• [Data for the task]:
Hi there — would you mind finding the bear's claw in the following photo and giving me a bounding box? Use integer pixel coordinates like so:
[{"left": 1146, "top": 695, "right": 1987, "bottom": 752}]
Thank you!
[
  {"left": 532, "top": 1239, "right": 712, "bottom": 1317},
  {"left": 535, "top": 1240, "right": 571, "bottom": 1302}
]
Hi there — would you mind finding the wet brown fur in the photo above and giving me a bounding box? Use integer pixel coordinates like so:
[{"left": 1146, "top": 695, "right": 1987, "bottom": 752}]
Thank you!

• [Activity]: Produce a word-for-word restatement of all the records.

• [Solved problem]:
Hi there — would you mind finding the bear's claw in the following photo and giving me a bounding box? Use integer pixel coordinates like so:
[{"left": 1146, "top": 695, "right": 1987, "bottom": 752}]
Thank you!
[
  {"left": 532, "top": 1239, "right": 712, "bottom": 1317},
  {"left": 535, "top": 1240, "right": 571, "bottom": 1302}
]
Hi there — would you mind finding the wet brown fur in the photo above and giving me a bounding box? Use integer pixel coordinates like so:
[{"left": 1146, "top": 695, "right": 1987, "bottom": 752}]
Thank you!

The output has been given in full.